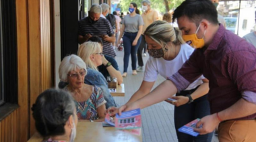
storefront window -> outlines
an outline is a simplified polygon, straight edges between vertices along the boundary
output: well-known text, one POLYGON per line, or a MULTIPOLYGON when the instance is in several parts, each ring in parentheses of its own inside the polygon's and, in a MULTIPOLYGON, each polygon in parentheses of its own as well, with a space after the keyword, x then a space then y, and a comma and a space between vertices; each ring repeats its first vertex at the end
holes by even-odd
POLYGON ((218 13, 226 21, 226 28, 240 37, 256 30, 255 1, 220 1, 218 13))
---+---
| AIM |
Omit the pictures. Output every record above word for word.

| EXPECTED OUTPUT |
storefront window -> outlines
an outline is a simplified polygon, straight edges between vertices along the boundary
output: well-known text, one POLYGON per line, or a MULTIPOLYGON when the instance is in several parts, each ring in parentheses of its own inside the polygon's and, in a MULTIPOLYGON, each polygon in parentheses of its own as well, with a space after the keyword, x then a space then y, and a comma and a space between vertices; each ring repeats its first vertex at the end
holes by even-odd
POLYGON ((218 13, 226 21, 226 28, 240 37, 256 30, 255 1, 220 1, 218 13))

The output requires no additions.